How many lines of the records below contain the word "necklace", with case counting? Give only the number.

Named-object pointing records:

==================================================

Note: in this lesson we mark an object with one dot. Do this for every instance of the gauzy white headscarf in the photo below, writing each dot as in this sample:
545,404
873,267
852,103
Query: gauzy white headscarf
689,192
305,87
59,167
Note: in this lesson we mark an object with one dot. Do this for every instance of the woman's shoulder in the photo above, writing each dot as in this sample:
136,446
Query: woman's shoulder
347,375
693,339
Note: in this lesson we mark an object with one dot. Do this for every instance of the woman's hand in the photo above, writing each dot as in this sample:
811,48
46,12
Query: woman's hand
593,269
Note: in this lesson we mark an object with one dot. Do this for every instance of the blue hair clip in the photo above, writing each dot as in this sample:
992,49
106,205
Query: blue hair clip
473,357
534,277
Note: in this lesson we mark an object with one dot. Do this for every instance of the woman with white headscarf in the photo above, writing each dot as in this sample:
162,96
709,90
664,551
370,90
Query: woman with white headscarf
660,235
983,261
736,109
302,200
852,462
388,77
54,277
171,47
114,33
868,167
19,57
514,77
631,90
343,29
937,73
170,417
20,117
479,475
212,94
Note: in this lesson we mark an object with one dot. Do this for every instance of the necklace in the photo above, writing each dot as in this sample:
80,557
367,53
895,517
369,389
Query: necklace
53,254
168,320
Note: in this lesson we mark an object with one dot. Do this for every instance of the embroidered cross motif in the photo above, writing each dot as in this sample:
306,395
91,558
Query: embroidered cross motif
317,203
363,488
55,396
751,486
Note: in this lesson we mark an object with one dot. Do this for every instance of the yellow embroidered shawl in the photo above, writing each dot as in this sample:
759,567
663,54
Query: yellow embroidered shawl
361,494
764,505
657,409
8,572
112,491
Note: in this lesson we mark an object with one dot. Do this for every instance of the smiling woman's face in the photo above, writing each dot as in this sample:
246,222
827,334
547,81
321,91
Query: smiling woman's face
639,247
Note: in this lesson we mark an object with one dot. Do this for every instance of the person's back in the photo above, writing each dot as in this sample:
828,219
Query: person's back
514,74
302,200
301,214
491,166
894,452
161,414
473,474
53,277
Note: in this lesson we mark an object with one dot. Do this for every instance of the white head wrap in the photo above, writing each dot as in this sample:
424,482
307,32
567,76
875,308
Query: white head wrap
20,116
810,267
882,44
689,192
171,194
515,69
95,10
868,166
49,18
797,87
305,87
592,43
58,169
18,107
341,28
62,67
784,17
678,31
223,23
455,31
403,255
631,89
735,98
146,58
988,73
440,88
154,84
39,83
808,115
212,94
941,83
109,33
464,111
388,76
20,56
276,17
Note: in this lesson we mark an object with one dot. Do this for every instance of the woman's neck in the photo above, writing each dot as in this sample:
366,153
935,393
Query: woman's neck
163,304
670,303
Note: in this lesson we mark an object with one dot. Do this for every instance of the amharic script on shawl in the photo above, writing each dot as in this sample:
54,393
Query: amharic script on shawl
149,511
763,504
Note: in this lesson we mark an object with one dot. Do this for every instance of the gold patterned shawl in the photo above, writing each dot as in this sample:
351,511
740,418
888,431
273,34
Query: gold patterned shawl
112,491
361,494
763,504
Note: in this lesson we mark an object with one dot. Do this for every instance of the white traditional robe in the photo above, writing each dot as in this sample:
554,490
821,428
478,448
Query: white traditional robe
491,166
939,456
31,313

==================================================

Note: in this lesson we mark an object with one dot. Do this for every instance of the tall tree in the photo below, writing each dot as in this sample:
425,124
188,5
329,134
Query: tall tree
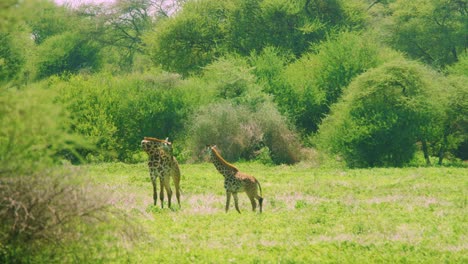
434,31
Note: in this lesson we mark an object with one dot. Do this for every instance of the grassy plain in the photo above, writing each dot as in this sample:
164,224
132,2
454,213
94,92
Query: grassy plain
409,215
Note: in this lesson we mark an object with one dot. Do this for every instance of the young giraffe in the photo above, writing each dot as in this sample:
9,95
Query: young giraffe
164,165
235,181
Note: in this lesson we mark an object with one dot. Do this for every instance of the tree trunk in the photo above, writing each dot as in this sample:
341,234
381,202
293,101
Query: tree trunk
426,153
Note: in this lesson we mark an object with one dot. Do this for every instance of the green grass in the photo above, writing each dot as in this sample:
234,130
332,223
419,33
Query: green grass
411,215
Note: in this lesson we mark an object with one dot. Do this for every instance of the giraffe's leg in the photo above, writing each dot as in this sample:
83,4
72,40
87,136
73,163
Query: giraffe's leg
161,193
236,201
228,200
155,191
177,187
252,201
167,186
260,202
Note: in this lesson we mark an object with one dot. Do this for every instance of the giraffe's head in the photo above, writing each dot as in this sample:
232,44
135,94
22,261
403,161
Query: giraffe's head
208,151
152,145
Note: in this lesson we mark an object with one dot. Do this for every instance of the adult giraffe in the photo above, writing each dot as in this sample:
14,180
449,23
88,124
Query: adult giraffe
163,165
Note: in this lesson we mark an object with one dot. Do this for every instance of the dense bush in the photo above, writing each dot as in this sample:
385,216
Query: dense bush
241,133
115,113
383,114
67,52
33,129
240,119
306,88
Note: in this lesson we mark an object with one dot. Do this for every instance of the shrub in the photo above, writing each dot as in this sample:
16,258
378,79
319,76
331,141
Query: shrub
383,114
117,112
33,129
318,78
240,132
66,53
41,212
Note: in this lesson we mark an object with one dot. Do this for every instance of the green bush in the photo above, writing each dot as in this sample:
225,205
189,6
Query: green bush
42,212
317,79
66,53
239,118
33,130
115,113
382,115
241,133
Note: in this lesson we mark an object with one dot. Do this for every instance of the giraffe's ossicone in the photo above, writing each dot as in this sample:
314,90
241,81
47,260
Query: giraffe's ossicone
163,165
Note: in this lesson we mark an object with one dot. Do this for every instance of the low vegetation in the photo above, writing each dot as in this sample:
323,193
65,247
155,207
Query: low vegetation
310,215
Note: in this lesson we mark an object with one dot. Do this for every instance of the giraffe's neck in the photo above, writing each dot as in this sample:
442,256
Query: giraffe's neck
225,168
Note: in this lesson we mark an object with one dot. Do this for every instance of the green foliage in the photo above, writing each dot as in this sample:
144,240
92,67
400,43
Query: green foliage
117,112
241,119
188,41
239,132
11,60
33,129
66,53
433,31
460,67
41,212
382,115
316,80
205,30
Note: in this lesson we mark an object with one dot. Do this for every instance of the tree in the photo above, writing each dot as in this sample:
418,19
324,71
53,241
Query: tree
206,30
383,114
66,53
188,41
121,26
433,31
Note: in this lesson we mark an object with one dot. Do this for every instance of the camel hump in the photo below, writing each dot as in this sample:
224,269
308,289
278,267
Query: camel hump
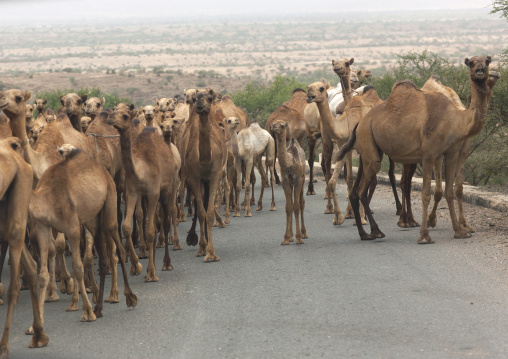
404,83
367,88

==================================================

**Result below**. 2